ASSIGNMENT
Filter this listing down to the lines that contain the word "rough", and copy them.

[DATASET EXTRACT Boundary: Start]

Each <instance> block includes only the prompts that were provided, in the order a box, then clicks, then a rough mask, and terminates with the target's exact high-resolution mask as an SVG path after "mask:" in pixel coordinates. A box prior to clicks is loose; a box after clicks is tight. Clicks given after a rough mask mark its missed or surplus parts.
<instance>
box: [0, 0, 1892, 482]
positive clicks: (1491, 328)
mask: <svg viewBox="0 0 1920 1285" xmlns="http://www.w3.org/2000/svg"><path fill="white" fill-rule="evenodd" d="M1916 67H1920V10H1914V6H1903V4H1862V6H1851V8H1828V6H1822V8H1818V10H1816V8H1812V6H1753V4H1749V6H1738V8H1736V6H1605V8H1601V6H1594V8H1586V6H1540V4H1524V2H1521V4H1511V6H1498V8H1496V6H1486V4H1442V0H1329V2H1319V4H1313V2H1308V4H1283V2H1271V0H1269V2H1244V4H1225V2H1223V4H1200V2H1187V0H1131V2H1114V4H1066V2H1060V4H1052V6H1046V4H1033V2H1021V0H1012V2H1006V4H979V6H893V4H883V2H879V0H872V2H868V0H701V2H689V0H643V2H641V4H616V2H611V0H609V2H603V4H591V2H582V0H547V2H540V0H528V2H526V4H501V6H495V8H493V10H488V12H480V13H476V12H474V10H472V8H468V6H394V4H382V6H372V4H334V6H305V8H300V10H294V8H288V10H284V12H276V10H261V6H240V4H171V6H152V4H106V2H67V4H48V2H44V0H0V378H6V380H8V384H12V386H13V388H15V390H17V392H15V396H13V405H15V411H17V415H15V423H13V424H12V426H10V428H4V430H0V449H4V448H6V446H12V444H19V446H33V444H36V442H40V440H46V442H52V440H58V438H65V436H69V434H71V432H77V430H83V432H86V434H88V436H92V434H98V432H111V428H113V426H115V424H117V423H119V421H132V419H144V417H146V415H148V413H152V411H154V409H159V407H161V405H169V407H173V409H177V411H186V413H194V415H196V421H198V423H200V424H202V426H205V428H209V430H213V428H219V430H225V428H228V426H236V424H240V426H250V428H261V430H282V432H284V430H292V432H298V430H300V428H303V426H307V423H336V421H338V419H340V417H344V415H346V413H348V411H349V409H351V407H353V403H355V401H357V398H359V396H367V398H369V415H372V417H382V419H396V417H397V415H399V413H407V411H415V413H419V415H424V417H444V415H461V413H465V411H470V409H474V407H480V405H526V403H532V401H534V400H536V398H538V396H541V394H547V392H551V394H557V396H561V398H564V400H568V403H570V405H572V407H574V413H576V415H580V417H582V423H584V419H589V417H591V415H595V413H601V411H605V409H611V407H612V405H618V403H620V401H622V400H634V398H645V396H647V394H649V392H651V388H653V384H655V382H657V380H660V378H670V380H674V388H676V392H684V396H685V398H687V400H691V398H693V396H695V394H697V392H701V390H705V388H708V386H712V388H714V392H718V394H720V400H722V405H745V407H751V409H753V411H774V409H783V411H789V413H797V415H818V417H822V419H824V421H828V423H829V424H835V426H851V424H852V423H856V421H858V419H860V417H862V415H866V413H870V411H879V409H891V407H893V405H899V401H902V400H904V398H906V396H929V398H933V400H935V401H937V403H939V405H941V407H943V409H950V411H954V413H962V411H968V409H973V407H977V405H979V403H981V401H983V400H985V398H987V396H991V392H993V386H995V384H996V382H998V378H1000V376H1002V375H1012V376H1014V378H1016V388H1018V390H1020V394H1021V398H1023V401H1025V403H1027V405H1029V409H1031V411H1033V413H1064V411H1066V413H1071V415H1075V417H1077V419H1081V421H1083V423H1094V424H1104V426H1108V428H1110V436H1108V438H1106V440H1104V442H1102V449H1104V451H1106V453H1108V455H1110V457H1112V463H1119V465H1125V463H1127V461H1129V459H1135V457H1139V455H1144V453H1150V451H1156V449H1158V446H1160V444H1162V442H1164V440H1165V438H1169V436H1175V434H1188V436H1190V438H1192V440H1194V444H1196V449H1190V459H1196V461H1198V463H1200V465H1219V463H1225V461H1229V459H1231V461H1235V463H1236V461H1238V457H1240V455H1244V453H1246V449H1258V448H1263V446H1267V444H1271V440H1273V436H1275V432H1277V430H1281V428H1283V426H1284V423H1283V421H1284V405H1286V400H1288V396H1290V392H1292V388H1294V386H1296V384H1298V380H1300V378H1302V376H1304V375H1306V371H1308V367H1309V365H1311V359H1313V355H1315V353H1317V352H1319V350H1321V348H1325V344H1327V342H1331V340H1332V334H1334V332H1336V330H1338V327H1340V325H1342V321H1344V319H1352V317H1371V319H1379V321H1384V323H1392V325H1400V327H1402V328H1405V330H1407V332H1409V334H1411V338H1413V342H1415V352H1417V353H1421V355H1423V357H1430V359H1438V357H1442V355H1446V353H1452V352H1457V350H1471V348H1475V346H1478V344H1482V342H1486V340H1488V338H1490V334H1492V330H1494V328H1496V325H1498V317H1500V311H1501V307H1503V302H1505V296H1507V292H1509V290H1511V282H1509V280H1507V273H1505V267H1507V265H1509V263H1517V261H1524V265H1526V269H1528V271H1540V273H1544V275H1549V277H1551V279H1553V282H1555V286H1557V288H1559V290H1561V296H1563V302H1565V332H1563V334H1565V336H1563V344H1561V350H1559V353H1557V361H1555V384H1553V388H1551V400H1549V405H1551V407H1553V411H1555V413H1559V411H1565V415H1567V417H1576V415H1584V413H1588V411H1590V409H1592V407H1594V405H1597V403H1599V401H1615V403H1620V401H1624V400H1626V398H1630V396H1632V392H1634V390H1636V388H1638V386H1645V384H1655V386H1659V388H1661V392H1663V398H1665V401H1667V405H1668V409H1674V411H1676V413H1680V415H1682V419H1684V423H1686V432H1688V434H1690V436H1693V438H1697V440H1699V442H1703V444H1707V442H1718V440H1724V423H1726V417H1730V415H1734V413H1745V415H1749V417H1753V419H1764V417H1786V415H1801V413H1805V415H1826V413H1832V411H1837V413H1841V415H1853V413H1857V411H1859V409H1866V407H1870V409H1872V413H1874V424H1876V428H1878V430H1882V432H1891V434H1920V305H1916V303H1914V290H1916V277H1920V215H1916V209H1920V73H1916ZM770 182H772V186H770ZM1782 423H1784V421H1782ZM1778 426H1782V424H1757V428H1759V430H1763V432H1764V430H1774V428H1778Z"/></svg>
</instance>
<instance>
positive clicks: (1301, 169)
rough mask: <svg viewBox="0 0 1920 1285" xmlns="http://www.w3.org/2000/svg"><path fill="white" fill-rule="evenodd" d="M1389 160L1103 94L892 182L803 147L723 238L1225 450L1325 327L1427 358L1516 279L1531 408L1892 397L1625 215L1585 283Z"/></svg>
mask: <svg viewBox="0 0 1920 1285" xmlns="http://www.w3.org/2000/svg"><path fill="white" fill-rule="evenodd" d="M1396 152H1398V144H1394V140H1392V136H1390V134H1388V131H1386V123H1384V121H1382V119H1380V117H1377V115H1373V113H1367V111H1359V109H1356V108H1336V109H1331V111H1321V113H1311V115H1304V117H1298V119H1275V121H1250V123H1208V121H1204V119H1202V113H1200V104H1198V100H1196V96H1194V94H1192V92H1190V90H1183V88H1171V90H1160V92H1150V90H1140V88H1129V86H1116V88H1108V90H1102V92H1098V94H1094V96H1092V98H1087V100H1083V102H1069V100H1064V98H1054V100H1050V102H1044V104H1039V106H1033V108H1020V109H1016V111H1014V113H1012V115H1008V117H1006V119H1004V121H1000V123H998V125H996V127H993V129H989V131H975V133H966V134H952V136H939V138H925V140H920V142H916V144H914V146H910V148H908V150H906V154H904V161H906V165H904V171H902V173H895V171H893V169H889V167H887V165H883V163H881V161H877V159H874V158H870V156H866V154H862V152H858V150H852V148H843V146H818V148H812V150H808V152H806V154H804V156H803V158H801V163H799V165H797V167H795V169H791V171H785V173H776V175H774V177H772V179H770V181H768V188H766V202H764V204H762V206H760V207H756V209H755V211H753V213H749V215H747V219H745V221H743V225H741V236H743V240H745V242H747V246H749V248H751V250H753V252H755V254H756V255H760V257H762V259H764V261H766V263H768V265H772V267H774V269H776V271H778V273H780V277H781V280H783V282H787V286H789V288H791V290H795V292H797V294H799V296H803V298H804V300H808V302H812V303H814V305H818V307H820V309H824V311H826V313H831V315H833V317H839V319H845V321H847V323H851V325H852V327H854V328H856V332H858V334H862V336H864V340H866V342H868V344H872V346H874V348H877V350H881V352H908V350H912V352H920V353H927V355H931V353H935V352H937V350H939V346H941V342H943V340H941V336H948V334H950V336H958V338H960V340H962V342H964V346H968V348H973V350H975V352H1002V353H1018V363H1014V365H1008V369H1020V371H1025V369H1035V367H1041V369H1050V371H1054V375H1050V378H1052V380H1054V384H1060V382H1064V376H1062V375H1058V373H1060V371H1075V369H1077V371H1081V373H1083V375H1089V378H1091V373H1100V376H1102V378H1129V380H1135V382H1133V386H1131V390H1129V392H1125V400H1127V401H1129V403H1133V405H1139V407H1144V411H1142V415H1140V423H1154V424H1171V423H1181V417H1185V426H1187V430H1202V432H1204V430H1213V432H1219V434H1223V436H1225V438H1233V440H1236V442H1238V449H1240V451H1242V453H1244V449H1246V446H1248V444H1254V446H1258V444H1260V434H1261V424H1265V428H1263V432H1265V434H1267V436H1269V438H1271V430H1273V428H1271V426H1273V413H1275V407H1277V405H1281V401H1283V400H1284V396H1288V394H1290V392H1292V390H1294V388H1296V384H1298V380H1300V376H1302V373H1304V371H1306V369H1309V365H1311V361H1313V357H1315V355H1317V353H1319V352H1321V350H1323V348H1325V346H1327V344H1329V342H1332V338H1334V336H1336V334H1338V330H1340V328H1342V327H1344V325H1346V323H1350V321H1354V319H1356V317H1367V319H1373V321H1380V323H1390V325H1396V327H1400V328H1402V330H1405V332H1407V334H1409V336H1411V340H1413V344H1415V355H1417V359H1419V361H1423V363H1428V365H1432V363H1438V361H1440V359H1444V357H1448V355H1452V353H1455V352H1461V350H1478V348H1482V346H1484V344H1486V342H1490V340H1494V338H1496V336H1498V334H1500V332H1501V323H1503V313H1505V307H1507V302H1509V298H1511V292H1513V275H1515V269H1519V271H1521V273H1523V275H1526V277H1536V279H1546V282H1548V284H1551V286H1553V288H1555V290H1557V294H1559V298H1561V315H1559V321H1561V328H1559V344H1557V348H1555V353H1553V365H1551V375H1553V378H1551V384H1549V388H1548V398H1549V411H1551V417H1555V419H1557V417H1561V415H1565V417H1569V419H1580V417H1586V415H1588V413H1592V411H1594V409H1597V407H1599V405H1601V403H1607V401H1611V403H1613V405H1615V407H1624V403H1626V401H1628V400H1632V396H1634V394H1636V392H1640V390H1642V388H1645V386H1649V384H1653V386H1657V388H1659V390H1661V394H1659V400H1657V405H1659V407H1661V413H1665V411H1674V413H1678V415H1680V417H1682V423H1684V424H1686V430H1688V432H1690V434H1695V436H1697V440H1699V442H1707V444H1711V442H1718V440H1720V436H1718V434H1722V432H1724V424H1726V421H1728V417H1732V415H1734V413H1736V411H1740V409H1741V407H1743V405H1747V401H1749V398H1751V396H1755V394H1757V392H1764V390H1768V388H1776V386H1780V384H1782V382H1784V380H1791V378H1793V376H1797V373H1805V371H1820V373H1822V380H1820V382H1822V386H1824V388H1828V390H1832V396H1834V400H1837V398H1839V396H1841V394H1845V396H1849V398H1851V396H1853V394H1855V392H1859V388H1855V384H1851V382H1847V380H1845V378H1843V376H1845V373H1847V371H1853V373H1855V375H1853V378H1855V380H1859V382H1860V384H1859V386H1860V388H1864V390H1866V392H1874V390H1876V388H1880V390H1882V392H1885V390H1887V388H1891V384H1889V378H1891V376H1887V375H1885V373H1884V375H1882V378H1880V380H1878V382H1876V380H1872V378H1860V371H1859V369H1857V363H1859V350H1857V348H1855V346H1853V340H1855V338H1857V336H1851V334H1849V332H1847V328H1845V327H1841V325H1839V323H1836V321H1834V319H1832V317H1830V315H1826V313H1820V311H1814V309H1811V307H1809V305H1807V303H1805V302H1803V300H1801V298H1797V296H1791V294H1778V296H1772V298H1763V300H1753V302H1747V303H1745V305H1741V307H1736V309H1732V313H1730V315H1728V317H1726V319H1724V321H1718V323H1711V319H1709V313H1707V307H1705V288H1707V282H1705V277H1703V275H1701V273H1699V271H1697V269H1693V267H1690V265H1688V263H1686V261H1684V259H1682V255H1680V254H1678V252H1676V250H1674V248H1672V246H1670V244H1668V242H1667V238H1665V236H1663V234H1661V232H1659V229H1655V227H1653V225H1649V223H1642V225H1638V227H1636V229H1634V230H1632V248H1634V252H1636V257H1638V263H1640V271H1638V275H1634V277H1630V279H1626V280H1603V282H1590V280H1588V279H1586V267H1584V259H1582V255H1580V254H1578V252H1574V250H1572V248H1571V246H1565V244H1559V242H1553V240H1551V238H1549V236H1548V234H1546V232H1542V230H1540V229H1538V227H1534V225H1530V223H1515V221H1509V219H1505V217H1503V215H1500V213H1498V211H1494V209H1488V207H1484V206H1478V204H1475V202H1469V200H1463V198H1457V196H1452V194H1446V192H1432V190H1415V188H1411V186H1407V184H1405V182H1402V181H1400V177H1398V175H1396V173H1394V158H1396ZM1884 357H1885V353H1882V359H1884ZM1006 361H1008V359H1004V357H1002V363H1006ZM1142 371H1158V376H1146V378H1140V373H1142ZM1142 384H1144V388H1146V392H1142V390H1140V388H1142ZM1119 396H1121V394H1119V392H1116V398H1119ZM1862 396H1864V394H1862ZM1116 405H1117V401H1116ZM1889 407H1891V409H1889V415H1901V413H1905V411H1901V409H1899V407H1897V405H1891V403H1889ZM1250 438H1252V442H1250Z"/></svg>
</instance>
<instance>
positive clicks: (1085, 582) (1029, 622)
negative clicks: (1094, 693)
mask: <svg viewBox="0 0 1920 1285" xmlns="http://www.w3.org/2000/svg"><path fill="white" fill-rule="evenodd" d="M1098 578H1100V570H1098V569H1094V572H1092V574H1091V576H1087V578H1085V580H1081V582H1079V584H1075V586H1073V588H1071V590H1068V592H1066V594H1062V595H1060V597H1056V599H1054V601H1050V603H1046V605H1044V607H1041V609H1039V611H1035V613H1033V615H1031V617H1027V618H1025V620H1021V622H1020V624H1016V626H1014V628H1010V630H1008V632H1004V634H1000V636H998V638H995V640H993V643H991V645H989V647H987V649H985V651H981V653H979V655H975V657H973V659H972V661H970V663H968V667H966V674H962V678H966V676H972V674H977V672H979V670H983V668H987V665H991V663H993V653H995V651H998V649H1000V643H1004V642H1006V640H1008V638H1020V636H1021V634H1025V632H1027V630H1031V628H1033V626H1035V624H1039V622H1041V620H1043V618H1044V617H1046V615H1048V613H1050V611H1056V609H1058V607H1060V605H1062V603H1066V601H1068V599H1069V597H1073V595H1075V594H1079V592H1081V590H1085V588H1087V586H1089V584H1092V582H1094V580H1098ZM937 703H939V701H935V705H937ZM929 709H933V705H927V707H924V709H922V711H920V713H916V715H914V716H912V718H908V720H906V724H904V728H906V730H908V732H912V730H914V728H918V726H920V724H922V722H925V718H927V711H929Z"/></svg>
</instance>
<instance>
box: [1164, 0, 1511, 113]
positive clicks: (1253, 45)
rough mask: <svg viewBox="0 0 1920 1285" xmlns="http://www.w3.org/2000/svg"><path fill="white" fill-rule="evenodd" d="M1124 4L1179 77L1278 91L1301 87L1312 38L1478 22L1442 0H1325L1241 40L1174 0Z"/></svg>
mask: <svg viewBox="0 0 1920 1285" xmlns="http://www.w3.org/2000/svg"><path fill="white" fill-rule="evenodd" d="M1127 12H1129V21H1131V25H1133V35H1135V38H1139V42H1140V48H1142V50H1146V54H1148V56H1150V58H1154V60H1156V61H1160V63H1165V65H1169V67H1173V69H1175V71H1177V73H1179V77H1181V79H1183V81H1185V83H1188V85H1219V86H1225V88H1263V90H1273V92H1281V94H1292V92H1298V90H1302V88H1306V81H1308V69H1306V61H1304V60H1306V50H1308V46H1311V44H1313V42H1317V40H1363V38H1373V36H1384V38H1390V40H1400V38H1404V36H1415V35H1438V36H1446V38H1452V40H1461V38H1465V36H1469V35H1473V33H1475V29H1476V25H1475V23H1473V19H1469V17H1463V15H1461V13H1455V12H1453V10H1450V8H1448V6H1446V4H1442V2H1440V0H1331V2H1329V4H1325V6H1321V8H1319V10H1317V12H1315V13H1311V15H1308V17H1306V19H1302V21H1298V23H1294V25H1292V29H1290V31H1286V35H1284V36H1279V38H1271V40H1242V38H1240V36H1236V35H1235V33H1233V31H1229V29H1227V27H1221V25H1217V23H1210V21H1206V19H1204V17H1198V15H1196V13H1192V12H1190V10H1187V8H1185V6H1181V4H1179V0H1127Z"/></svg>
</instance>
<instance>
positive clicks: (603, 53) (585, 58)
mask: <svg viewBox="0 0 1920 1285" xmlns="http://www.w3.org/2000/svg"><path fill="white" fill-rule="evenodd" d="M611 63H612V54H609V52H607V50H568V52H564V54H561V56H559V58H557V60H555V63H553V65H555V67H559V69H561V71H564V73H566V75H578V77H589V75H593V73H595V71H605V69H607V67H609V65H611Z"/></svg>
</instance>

[DATASET EXTRACT Boundary: End]

OUTPUT OF THE EXERCISE
Each <instance> block includes only the prompts that were provided, in the order a box, then clicks, then a rough mask, and terminates with the target's exact high-resolution mask as an SVG path after "mask:" in pixel coordinates. A box prior to clicks is loose; a box after clicks is tight. Clicks given after a rough mask mark its missed or surplus parts.
rough mask: <svg viewBox="0 0 1920 1285" xmlns="http://www.w3.org/2000/svg"><path fill="white" fill-rule="evenodd" d="M1389 160L1103 94L892 182L803 147L723 238L1225 450L1325 327L1427 358L1516 279L1531 408L1892 397L1625 215L1585 283Z"/></svg>
rough mask: <svg viewBox="0 0 1920 1285" xmlns="http://www.w3.org/2000/svg"><path fill="white" fill-rule="evenodd" d="M1124 4L1179 77L1278 91L1301 87L1312 38L1478 22L1442 0H1325L1241 40L1174 0Z"/></svg>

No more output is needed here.